»»

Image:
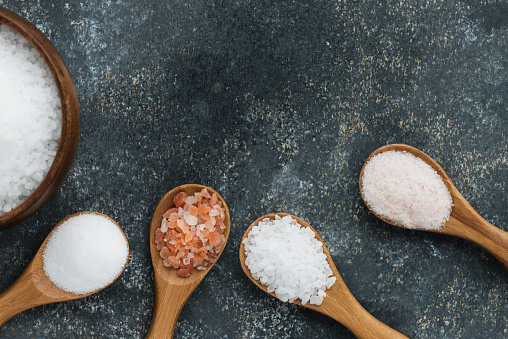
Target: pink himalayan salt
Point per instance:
(189, 237)
(405, 190)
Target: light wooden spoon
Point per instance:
(464, 221)
(33, 287)
(339, 303)
(171, 290)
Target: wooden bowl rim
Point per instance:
(69, 134)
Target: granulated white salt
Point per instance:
(85, 253)
(289, 260)
(407, 191)
(30, 119)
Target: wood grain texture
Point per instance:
(70, 119)
(464, 221)
(33, 288)
(339, 303)
(171, 290)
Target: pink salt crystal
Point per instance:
(164, 225)
(184, 273)
(179, 199)
(174, 261)
(404, 189)
(204, 193)
(173, 217)
(191, 200)
(164, 253)
(213, 199)
(158, 235)
(191, 220)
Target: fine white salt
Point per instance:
(407, 191)
(85, 253)
(30, 119)
(288, 260)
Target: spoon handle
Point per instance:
(341, 305)
(169, 302)
(365, 326)
(20, 296)
(467, 224)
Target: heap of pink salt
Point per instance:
(191, 234)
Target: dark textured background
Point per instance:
(276, 105)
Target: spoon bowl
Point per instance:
(34, 288)
(464, 221)
(171, 290)
(339, 303)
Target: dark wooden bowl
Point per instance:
(70, 120)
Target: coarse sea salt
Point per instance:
(85, 253)
(289, 260)
(30, 119)
(405, 190)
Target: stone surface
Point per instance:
(276, 105)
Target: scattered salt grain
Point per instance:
(289, 260)
(407, 191)
(30, 119)
(85, 253)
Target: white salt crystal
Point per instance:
(288, 260)
(406, 190)
(85, 253)
(30, 119)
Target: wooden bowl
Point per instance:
(70, 120)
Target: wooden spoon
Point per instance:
(339, 303)
(171, 290)
(33, 287)
(464, 221)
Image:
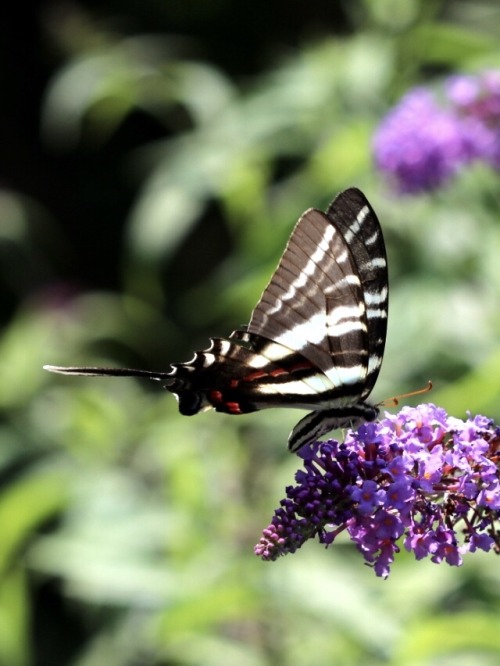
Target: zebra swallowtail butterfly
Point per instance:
(315, 339)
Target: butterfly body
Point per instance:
(315, 339)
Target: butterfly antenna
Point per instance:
(394, 402)
(108, 372)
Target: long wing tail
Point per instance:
(108, 372)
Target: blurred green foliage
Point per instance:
(127, 530)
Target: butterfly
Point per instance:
(315, 339)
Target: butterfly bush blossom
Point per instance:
(420, 477)
(429, 137)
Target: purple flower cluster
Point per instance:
(425, 140)
(420, 475)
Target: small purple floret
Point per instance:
(427, 138)
(420, 476)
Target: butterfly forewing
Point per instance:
(328, 297)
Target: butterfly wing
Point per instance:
(327, 299)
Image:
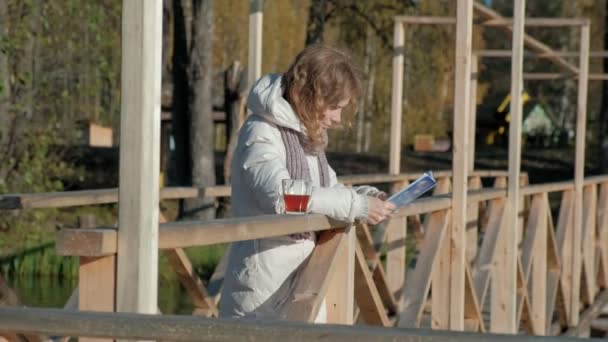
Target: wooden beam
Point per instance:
(508, 53)
(191, 282)
(533, 44)
(579, 172)
(484, 263)
(366, 243)
(340, 295)
(105, 196)
(591, 313)
(506, 292)
(460, 164)
(588, 242)
(97, 286)
(536, 22)
(602, 228)
(137, 275)
(304, 301)
(93, 197)
(553, 271)
(395, 256)
(564, 234)
(91, 242)
(473, 111)
(440, 282)
(397, 99)
(417, 287)
(188, 328)
(539, 76)
(546, 188)
(256, 18)
(368, 298)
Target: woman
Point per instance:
(284, 138)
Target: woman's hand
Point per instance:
(378, 210)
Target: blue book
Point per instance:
(406, 195)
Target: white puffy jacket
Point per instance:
(260, 272)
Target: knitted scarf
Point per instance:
(296, 147)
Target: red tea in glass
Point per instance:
(296, 193)
(296, 203)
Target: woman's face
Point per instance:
(333, 116)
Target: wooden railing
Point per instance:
(53, 322)
(346, 267)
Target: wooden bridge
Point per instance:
(347, 267)
(505, 258)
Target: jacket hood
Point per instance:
(266, 100)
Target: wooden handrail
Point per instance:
(133, 326)
(106, 196)
(102, 241)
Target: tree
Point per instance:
(192, 103)
(603, 126)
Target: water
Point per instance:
(54, 292)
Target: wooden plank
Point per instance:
(591, 313)
(368, 299)
(546, 187)
(396, 99)
(473, 111)
(602, 227)
(88, 242)
(340, 297)
(214, 288)
(395, 256)
(417, 288)
(191, 281)
(533, 44)
(304, 301)
(523, 312)
(505, 287)
(256, 18)
(596, 179)
(371, 255)
(553, 270)
(460, 162)
(188, 328)
(472, 217)
(579, 172)
(87, 197)
(508, 53)
(484, 263)
(564, 237)
(472, 310)
(538, 278)
(440, 283)
(97, 286)
(588, 245)
(536, 22)
(137, 261)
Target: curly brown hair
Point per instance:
(319, 79)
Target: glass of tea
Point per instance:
(296, 193)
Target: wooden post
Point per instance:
(137, 275)
(460, 164)
(256, 17)
(395, 256)
(579, 173)
(440, 284)
(340, 296)
(507, 321)
(473, 110)
(397, 99)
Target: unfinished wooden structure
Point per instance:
(506, 258)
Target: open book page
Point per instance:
(406, 195)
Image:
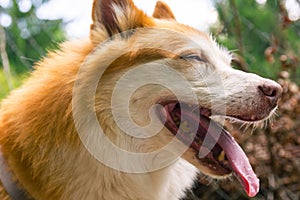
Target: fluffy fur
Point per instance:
(38, 136)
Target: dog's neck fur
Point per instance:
(74, 173)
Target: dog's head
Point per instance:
(171, 80)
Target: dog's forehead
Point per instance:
(182, 37)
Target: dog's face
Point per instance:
(177, 79)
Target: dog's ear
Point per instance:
(117, 16)
(163, 11)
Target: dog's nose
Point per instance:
(272, 91)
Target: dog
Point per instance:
(129, 113)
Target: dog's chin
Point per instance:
(211, 148)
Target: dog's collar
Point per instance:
(11, 186)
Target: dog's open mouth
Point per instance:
(222, 156)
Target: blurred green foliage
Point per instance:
(28, 37)
(261, 35)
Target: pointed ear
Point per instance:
(116, 16)
(163, 11)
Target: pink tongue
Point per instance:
(239, 163)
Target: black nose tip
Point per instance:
(272, 91)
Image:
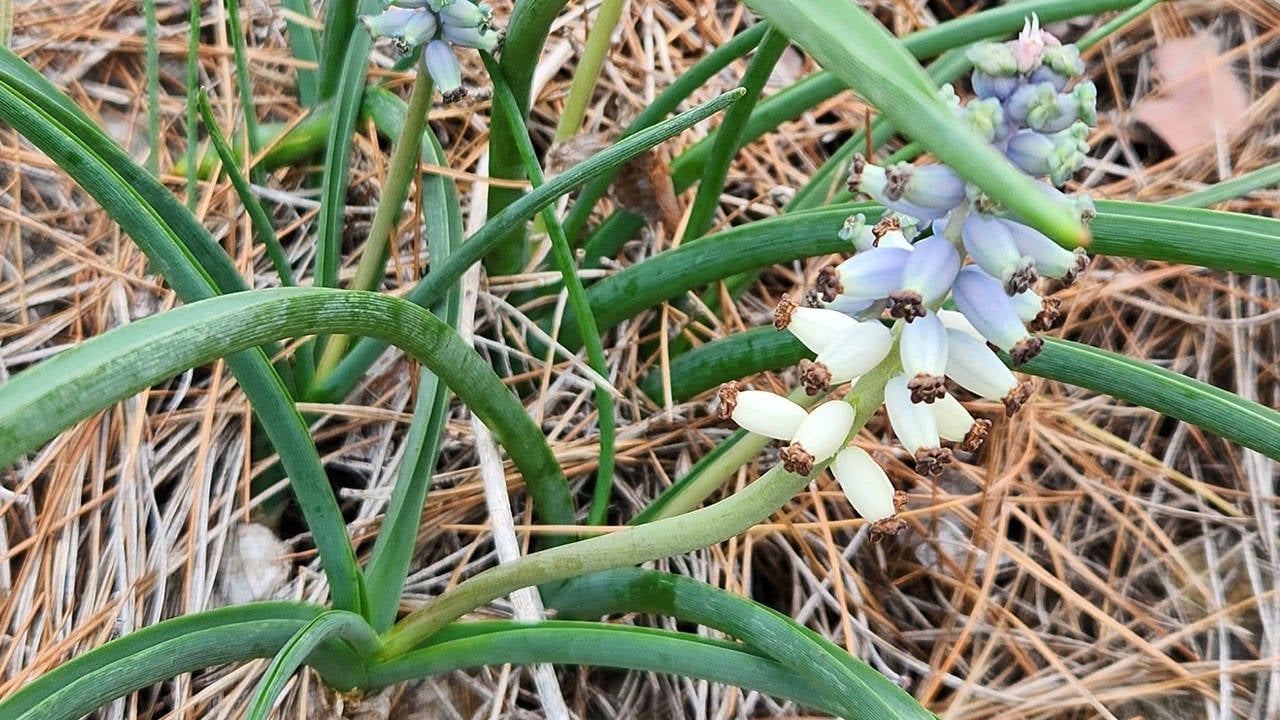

««

* **Work request**: Check each line of the material for the word "open". Copy the ones that have it.

* **Answer space**:
Target: open book page
Target: dog's open mouth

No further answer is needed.